### Document excerpt
Meredith Hundley is blunt about the intention: “These are productive collisions. We’re trying to bump into each other.”

“We” includes a litany of organizations whose primary goal is to invigorate the region’s business and technology climate. Among them:

  • Virginia Tech’s Corporate Research Center (CRC), a 32-year-old technology park that has grown exponentially, has 36 buildings on 210 acres and 200 companies employing 3,300 people.
  • Regional Acceleration and Mentoring Program (RAMP), mentoring and some funding for developing businesses.
  • The Advancement Foundation, Innovation Mill, The Gauntlet, The Hive are Vinton-based interlocked mentors/funders for startups.
  • Valleys Innovation Council (VIC), the latest and most successful iteration of the Roanoke-Blacksburg Innovation Network, helping create an innovation ecosystem.
  • The Virginia Innovation Partnership Authority legislation had passed and will now await the governor’s signature. Its intent is to “support the entire life cycle of innovation from transitional research, to entrepreneurship, to pre-seed and seed stage funding, acceleration, growth and commercialization …” The program is expected to “assist … in identifying entrepreneurial strengths, including the identification of talents and resources …”

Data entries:
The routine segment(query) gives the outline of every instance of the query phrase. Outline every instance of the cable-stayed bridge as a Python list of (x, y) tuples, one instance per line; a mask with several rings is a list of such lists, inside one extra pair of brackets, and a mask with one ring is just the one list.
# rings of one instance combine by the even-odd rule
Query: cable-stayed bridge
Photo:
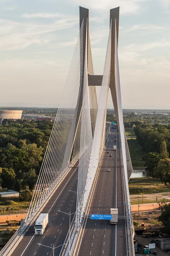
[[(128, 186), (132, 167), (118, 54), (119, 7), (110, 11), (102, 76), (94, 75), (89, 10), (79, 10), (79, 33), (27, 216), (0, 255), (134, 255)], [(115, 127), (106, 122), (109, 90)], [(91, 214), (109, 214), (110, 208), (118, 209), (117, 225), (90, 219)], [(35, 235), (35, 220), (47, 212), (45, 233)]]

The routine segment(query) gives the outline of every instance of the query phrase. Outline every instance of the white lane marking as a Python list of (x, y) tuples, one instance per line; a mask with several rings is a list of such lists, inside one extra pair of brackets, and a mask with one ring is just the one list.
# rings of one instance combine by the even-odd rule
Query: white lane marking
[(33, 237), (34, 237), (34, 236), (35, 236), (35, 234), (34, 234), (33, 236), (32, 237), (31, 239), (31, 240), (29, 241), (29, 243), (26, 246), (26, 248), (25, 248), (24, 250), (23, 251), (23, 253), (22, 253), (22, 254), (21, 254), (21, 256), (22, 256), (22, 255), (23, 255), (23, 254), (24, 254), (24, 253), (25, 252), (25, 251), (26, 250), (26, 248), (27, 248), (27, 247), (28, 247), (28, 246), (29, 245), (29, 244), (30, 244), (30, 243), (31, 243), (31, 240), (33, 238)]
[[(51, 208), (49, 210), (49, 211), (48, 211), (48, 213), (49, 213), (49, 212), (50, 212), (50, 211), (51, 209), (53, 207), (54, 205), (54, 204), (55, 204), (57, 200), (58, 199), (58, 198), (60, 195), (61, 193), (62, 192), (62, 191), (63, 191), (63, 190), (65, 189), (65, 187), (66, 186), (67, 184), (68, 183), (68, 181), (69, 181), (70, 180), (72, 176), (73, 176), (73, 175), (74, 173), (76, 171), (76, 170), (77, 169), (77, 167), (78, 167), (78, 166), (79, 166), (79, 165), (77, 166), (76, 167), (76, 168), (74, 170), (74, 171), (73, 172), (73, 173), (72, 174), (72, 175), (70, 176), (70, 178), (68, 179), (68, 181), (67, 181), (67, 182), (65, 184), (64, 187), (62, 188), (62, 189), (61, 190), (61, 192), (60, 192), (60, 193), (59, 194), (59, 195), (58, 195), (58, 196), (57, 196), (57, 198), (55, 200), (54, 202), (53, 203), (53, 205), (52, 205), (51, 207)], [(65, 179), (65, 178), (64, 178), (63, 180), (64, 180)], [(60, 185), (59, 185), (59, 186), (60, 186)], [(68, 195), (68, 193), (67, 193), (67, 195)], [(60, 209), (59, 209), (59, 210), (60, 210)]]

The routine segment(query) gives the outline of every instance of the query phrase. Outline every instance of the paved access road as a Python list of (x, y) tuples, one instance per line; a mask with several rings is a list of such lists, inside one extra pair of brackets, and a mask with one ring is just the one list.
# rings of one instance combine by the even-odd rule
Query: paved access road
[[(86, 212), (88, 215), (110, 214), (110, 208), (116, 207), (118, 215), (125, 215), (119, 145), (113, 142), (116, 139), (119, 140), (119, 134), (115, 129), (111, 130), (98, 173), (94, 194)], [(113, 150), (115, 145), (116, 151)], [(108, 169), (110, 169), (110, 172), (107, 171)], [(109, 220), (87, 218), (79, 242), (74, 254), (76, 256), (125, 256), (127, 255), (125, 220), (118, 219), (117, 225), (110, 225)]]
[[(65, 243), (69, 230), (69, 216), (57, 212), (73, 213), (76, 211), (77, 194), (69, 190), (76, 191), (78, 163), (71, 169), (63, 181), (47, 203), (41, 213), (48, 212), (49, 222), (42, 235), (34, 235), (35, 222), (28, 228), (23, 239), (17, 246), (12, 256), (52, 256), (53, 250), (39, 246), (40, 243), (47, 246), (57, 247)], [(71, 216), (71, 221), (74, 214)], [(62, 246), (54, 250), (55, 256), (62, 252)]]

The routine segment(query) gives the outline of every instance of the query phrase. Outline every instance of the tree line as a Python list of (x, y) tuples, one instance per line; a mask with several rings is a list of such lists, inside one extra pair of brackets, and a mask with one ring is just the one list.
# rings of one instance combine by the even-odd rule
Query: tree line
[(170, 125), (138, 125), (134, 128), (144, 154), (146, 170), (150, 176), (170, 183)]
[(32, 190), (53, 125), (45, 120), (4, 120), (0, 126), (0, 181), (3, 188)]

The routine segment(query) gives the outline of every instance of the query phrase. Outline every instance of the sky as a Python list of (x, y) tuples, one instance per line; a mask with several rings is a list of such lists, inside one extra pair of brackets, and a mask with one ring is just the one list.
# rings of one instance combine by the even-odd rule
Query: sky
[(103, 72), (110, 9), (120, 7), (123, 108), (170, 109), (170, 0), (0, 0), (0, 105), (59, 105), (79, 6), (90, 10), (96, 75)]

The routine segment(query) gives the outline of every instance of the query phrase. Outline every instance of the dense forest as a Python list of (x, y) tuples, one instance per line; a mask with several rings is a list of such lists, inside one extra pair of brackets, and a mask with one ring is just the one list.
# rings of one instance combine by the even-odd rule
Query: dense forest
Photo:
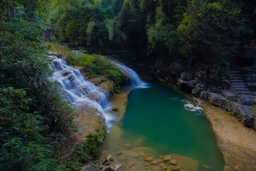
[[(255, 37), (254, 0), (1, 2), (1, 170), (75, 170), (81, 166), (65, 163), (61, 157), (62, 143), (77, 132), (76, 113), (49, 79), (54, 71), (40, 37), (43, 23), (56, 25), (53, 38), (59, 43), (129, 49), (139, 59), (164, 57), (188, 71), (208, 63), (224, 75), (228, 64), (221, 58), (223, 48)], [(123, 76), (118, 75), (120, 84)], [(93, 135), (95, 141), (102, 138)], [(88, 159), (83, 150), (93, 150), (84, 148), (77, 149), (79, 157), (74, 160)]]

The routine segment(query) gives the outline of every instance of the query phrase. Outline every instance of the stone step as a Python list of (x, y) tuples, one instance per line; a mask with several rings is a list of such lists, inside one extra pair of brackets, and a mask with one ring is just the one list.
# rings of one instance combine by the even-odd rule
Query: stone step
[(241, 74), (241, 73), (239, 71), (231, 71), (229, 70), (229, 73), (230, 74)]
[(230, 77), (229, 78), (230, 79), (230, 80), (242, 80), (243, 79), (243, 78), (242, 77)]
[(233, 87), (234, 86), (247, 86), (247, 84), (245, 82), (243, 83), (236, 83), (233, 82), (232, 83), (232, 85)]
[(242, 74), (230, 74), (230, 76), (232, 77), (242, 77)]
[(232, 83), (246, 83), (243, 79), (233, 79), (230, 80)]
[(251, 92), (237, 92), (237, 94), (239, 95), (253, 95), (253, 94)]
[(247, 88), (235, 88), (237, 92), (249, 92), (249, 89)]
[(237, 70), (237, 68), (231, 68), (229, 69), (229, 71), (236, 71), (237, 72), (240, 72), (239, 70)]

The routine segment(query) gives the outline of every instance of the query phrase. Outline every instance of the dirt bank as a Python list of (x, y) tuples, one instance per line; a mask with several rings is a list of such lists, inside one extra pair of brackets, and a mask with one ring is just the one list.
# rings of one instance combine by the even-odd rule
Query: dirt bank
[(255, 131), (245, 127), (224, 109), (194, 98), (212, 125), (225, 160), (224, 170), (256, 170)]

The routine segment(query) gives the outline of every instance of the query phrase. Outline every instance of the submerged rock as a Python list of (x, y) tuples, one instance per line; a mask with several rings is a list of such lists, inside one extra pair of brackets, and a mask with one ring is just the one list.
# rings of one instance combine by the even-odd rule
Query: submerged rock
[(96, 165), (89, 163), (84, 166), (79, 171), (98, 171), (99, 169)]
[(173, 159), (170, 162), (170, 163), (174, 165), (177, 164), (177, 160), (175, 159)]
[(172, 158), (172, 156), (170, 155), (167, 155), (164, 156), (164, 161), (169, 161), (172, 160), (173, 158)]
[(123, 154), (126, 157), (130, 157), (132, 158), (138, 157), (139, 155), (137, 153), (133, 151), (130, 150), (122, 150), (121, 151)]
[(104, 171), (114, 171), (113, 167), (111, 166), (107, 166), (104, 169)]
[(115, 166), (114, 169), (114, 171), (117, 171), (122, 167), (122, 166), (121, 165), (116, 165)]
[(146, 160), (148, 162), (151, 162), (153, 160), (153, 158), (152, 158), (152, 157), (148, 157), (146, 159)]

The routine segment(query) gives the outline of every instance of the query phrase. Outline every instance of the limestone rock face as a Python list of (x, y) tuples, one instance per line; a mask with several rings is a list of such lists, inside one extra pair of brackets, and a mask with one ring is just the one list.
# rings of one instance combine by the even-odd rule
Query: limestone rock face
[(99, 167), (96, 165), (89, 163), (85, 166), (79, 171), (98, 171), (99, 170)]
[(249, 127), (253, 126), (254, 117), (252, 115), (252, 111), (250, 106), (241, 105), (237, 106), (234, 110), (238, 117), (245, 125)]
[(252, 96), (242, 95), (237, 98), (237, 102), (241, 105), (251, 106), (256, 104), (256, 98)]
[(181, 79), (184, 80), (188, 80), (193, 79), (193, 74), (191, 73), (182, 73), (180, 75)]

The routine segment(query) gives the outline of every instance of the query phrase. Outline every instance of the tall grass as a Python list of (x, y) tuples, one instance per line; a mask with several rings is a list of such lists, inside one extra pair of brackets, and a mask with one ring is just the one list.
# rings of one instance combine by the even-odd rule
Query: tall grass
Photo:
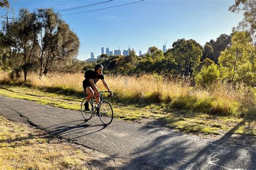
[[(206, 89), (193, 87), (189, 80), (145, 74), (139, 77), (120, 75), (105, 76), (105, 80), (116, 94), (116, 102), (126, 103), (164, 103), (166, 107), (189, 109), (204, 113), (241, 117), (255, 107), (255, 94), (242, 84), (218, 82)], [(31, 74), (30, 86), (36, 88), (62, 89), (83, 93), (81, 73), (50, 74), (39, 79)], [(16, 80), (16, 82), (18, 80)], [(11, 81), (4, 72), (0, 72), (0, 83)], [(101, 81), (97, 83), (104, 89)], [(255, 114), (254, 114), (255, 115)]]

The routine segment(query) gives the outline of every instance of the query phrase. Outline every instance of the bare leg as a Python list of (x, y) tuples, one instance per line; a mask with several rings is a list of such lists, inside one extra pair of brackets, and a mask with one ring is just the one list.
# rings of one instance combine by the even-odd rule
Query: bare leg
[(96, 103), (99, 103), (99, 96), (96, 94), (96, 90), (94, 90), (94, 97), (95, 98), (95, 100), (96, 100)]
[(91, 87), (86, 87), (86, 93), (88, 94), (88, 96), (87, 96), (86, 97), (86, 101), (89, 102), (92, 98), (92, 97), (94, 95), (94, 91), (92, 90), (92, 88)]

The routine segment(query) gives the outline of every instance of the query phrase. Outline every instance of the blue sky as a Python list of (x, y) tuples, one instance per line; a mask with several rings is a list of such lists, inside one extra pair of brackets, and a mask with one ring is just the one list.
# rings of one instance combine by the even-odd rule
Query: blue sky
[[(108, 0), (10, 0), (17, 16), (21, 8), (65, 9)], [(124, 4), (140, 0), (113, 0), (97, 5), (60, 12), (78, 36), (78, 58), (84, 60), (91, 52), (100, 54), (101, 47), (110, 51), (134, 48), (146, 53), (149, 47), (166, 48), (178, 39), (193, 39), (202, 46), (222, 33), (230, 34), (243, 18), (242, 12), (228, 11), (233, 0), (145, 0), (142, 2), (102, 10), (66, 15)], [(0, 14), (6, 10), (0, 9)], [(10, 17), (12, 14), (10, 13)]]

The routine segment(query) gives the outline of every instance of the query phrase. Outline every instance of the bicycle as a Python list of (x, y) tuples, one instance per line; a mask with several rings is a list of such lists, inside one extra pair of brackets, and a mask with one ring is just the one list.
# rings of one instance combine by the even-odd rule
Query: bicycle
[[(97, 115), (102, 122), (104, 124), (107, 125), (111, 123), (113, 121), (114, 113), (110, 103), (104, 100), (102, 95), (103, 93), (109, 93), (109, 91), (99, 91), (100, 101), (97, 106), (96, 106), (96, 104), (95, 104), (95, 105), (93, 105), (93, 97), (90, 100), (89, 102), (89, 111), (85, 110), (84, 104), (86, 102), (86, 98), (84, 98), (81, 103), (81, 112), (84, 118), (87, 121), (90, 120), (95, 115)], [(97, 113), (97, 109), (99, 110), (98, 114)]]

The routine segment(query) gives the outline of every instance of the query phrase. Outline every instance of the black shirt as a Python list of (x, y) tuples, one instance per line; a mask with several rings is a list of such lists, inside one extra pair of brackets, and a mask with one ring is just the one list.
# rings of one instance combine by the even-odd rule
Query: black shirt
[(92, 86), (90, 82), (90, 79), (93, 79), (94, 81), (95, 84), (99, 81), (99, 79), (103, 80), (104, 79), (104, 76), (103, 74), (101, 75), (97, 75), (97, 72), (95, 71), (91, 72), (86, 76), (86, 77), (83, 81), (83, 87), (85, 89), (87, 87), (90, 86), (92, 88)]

### Work to do
• a. Which Vinton-based mentors and funders for startups does the excerpt on the region's innovation organizations name?
• b. How would you say "These are productive collisions." from the excerpt on the region's innovation organizations in French?
• c. Carry the excerpt on the region's innovation organizations on past its last sentence.

### Per-task answers
• a.
- The Advancement Foundation
- Innovation Mill
- The Gauntlet
- The Hive

• b. Ce sont des collisions productives.

• c.
  • Small Business Development Councils (SBDC) help startups find their footing.
  • CoLab, business and co-working space in the Raleigh Court area of Roanoke.
  • Area colleges have become leaders in working with the business community, especially the community colleges.
  • GoVA, a state fund for innovation that has been consolidated and dispensed regionally by business influencers.
  • Hundley is chief program officer for the Valleys Innovation Council (VIC), an outcropping of several false-start predecessors and one that seems to have finally gotten it right.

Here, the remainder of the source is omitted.